Excerpts from a detection dataset
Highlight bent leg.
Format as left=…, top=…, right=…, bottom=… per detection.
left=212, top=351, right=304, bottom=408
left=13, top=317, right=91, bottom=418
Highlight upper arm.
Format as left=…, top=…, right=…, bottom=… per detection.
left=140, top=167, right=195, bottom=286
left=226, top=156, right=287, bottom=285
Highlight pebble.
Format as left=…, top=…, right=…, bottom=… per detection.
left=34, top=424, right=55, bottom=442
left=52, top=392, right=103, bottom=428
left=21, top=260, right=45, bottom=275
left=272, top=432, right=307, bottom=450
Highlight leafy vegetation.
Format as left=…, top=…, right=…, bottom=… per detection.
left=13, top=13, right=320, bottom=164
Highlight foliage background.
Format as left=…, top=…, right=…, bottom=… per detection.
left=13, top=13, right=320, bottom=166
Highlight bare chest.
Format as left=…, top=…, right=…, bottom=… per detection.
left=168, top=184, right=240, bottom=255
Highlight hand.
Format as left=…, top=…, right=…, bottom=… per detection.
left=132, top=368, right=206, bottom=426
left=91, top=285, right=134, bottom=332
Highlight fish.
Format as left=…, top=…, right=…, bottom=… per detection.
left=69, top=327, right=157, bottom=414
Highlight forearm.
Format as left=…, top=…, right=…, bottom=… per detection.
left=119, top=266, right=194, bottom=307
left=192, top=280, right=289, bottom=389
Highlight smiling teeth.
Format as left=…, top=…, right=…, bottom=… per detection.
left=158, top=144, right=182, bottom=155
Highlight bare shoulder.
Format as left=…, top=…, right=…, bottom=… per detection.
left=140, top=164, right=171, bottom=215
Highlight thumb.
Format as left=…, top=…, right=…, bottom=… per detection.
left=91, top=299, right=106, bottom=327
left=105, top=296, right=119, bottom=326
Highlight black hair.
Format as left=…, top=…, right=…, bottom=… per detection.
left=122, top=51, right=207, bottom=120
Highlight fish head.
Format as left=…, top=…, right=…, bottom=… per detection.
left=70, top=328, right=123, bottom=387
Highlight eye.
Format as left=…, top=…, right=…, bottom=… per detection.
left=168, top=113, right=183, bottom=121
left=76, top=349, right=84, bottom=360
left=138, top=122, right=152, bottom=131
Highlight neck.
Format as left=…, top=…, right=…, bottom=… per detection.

▸ Your objective:
Write out the entries above exactly, from the line containing "Highlight forearm." through the line containing "left=70, top=328, right=123, bottom=387", both lines included.

▸ The reply:
Highlight forearm.
Format as left=…, top=…, right=…, bottom=… per detection.
left=119, top=266, right=194, bottom=307
left=192, top=280, right=289, bottom=389
Highlight smiling teeth.
Format as left=…, top=…, right=…, bottom=… per detection.
left=158, top=144, right=182, bottom=155
Highlight bare shoulder.
Format as left=…, top=…, right=…, bottom=… per detection.
left=140, top=164, right=171, bottom=215
Highlight thumb.
Format as left=…, top=…, right=…, bottom=… per detection.
left=91, top=299, right=106, bottom=327
left=105, top=296, right=119, bottom=326
Highlight black hair.
Format as left=…, top=…, right=…, bottom=… per detection.
left=122, top=51, right=207, bottom=120
Highlight fish head.
Format as left=…, top=…, right=…, bottom=… per detection.
left=70, top=328, right=123, bottom=387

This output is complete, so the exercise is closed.